- **Text**
-=-=-=-=-

Yes, and I will give you two reasons, my man. A bit of Chris LXXIX '*Extreme Wisdom*' combined with a kinda old good Chinese wise view of once 

1) Two freezers are *always *better than one. Those that say the opposite are lying.

2) Buying a new freezer, obviously you throw 'fresh cash' in the market, thus helping the economy, even if only a little. Bucks are made for being throwed outside the window, after all, plus we doesn't want to end like those old Scrooges that lived a life of savings then, when their filthy socks turns 'off', at not even the funeral there's already an helluva of relatives that, like badass vultures in Arizona, seeks for - not spended before by the old good dear dead - bucks

Reactions: Funny 2


----------



## Najakeeper (Dec 11, 2017)

I kept my rodents with my other frozen food until I got married, had no issues for years. Once, you get married, there are other complications, which made me buy a freezer.

Reactions: Funny 2


----------



## CWilson1351 (Dec 11, 2017)

I keep or have kept rats, mice, and even chicks in the freezer near the food my family eats. As stated above, keep it contained and sealed separately, don't handle your food immediately after handling the mice, and wash your hands after touching the container. You should be fine.

-=-=-=-=-

Records of labeled points:

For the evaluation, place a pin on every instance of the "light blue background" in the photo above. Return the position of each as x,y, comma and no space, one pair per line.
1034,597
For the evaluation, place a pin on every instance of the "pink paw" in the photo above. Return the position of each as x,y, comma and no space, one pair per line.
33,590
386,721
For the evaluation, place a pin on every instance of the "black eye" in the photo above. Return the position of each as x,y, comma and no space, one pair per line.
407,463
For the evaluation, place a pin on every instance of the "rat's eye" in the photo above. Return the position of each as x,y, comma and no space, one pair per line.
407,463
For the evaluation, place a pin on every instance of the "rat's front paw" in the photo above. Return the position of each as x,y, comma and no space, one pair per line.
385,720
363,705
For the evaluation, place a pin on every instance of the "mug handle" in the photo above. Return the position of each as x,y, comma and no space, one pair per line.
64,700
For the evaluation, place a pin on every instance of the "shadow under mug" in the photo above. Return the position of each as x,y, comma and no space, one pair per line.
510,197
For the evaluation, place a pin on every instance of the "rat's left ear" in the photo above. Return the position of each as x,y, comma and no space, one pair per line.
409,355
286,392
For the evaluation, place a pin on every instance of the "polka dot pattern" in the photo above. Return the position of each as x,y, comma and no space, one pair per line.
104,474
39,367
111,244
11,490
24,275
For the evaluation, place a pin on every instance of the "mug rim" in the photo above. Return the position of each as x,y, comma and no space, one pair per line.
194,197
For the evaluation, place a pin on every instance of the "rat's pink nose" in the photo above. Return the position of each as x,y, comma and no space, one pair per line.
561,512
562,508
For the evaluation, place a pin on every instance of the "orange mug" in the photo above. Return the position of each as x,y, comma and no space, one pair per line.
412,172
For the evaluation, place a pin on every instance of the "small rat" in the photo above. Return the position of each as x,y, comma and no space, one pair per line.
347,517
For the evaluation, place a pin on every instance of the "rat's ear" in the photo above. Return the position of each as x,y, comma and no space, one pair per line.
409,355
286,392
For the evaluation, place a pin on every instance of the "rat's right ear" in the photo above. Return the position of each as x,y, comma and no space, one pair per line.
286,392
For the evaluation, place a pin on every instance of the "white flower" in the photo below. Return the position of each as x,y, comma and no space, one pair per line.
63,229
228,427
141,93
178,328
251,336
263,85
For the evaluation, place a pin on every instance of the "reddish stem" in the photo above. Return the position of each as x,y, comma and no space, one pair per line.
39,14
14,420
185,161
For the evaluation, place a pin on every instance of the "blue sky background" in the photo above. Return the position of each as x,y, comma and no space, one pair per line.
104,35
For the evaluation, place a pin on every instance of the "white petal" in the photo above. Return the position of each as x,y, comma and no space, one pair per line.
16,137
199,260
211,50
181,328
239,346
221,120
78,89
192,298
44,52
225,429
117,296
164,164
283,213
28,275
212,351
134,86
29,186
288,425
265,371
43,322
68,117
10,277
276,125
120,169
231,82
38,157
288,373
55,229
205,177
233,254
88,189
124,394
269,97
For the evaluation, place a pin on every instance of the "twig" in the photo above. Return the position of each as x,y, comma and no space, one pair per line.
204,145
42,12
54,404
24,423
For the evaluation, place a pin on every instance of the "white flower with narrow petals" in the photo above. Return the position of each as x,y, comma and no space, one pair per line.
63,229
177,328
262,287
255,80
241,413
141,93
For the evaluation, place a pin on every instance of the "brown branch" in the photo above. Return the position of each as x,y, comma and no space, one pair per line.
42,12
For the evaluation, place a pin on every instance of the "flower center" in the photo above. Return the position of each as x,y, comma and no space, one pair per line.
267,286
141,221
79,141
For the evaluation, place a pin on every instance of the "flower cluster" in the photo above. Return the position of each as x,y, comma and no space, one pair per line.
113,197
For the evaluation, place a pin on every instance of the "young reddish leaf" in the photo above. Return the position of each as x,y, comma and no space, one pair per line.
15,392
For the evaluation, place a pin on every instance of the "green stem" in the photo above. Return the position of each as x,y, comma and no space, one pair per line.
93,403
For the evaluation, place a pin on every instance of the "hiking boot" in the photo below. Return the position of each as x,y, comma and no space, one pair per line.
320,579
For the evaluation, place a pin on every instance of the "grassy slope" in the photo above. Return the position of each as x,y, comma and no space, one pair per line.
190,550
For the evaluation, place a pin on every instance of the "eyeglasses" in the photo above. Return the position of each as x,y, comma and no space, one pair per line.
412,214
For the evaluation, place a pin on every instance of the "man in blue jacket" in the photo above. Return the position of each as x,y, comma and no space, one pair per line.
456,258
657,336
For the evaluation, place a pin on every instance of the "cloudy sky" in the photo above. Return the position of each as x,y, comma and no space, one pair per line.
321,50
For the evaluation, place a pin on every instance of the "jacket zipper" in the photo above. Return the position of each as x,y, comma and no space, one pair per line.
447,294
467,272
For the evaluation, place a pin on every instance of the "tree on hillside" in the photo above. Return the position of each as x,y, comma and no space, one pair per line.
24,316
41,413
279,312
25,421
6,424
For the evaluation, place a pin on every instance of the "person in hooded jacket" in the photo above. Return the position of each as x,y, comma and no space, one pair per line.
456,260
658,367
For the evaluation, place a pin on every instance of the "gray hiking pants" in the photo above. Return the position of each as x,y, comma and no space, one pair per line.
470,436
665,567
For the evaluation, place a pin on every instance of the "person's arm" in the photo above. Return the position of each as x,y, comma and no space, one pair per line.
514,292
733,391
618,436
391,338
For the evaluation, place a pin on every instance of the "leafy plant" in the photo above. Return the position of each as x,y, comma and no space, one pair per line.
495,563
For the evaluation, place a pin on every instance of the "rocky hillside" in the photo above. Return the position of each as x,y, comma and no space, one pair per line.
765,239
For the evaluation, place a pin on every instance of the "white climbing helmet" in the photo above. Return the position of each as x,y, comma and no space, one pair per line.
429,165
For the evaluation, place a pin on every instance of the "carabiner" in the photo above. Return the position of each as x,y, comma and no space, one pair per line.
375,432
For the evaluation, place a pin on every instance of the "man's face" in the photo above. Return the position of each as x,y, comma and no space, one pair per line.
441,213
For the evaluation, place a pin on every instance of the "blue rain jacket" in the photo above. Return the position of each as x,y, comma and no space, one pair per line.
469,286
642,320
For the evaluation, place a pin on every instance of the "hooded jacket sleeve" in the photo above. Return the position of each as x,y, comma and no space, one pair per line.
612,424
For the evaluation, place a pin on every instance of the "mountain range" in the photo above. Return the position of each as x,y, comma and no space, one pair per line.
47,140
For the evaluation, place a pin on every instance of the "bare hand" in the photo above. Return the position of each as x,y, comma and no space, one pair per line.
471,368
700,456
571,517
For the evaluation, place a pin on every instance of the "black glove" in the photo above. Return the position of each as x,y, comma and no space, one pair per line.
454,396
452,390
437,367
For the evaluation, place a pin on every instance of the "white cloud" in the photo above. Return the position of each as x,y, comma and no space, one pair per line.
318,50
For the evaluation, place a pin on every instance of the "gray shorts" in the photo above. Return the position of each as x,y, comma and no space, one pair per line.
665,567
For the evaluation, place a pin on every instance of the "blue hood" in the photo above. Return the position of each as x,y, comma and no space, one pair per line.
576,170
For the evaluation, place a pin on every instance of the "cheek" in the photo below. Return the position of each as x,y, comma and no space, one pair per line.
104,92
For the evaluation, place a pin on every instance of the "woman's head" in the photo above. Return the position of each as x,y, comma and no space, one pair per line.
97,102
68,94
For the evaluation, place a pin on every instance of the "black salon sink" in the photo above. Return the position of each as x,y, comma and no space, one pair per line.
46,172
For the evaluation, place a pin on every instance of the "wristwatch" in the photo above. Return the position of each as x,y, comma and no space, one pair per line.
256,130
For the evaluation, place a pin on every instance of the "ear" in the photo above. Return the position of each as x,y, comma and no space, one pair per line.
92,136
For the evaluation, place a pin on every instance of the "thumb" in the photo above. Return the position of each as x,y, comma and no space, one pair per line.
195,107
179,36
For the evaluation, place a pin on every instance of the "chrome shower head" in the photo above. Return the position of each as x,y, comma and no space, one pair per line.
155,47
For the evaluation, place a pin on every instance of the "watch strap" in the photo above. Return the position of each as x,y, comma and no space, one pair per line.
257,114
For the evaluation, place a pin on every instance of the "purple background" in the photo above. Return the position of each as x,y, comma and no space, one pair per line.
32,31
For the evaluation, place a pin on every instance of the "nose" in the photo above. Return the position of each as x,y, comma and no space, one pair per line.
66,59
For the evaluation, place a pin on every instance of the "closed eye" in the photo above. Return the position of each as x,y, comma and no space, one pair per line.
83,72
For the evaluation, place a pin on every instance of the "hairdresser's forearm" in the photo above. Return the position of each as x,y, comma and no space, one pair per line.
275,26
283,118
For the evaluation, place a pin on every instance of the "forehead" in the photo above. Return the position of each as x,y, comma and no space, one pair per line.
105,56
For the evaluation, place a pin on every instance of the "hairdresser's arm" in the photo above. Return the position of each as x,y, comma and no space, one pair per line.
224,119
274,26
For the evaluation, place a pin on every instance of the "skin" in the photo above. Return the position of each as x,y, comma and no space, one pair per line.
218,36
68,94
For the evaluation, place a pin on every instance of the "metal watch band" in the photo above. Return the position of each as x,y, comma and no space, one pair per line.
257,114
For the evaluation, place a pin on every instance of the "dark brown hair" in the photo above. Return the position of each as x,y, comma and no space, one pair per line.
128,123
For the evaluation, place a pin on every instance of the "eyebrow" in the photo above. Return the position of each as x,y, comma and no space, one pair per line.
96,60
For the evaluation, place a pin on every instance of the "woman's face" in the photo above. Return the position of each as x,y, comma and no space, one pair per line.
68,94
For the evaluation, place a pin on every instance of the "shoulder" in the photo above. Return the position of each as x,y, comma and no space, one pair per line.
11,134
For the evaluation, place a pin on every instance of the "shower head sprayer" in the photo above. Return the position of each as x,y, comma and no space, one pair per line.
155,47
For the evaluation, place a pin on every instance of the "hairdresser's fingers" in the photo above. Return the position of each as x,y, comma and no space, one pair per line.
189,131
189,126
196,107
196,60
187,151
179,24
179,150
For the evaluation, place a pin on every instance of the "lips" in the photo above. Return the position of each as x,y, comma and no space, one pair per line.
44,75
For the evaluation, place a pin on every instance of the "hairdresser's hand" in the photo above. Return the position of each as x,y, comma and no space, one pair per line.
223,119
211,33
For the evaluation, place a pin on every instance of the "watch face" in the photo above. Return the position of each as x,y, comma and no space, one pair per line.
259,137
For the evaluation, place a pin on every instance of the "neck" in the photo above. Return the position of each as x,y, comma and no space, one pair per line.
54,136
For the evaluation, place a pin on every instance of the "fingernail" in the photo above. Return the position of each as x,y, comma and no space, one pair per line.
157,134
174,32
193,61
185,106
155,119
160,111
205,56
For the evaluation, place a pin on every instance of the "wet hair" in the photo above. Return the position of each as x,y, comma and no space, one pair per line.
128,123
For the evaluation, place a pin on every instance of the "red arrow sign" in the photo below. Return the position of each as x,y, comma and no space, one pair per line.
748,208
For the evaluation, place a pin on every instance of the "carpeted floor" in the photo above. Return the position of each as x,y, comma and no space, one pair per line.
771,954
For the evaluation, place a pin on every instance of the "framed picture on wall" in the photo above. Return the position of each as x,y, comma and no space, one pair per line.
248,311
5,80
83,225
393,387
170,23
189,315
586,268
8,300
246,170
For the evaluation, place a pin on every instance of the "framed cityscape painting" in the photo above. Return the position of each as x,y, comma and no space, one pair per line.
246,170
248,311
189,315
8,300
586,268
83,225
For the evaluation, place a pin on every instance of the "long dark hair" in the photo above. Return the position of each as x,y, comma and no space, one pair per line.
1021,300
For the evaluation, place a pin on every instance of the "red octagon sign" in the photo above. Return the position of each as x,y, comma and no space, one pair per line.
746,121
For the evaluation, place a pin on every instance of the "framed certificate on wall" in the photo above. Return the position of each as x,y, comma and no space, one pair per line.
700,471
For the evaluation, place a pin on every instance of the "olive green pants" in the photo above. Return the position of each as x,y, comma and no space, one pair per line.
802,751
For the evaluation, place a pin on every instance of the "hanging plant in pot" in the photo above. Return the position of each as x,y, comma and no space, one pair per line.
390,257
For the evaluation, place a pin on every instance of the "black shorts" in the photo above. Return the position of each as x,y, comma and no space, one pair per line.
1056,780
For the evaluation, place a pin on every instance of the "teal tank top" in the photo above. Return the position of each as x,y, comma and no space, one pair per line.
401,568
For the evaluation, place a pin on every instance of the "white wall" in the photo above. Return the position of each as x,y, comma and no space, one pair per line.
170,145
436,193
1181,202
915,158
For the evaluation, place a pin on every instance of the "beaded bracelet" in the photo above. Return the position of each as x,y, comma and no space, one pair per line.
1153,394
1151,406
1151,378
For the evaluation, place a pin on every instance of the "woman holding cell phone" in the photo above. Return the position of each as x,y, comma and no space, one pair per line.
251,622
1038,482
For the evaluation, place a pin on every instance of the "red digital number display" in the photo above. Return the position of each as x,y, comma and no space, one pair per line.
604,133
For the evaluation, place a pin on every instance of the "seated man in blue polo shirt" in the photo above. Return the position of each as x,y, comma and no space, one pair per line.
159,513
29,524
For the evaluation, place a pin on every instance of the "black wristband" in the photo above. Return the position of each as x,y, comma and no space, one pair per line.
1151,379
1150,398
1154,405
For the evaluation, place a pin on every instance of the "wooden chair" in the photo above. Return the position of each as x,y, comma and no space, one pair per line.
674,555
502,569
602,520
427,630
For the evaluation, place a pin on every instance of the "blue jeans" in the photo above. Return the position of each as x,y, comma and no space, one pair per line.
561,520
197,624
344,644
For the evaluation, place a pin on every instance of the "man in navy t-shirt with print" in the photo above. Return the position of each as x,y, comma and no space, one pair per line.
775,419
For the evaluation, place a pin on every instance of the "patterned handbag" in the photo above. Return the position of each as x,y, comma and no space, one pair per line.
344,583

-=-=-=-=-

- **Aim**
Continue the forum thread on storing frozen feeder rodents alongside household food, starting after its last post.

- **Response**
----------



## silverhaze269 (Dec 11, 2017)

We keep ours in with our food, in double or triple ziplocks, and have had no issues...like others have said, the only issues come when someone goes in the freezer and unexpectedly finds them


----------



## Deb60 (Dec 11, 2017)

silverhaze269 said:


> We keep ours in with our food, in double or triple ziplocks, and have had no issues...like others have said, the only issues come when someone goes in the freezer and unexpectedly finds them


Yep it makes me cringe when I go in my daughters freezer ! Bugs don’t bother me but frozen rodents no . That Beening said I never likes Crickets , locust , and roaches , but having my Ts and Bearded Dragon I’m not bothered by them now .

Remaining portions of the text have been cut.